» WHAT IS EXPECTED
For each line in the records that contains "calm", make a copy.

(Records from a dataset)
== Segment start ==

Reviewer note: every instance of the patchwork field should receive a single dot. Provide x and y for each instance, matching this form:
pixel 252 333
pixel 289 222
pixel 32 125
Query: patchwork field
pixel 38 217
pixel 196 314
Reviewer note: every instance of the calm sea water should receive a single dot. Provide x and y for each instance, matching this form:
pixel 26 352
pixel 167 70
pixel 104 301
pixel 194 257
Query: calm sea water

== Segment end ==
== Segment start ==

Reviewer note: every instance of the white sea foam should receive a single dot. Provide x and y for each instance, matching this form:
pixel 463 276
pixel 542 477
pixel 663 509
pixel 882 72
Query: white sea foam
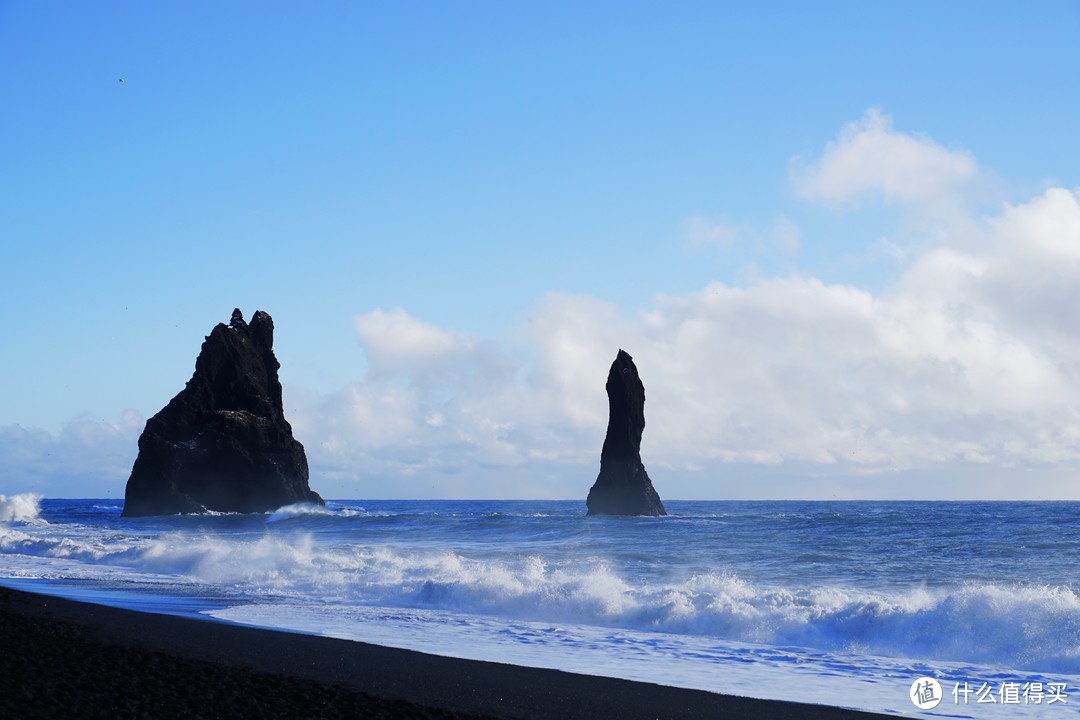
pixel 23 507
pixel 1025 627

== Segment end ==
== Segment start ==

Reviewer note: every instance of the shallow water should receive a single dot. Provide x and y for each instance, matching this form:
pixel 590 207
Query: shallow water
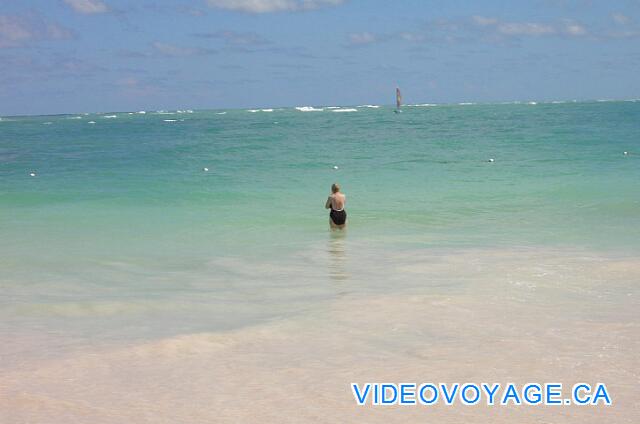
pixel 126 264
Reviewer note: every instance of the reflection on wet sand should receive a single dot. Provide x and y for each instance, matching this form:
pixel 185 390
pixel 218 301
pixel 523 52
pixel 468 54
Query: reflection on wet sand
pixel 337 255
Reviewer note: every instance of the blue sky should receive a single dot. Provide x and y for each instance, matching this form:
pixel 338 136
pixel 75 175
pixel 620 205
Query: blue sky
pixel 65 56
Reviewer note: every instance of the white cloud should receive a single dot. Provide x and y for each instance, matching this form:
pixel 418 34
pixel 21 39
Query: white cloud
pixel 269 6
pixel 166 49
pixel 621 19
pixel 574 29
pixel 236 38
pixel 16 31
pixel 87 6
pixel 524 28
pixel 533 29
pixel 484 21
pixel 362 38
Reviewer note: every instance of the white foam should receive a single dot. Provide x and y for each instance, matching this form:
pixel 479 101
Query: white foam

== Segment end ==

» OUTPUT
Reviewer note: every instance of the calm sea water should receive a single dot. Provide x and y for each instance, matching this form:
Query: calm sea water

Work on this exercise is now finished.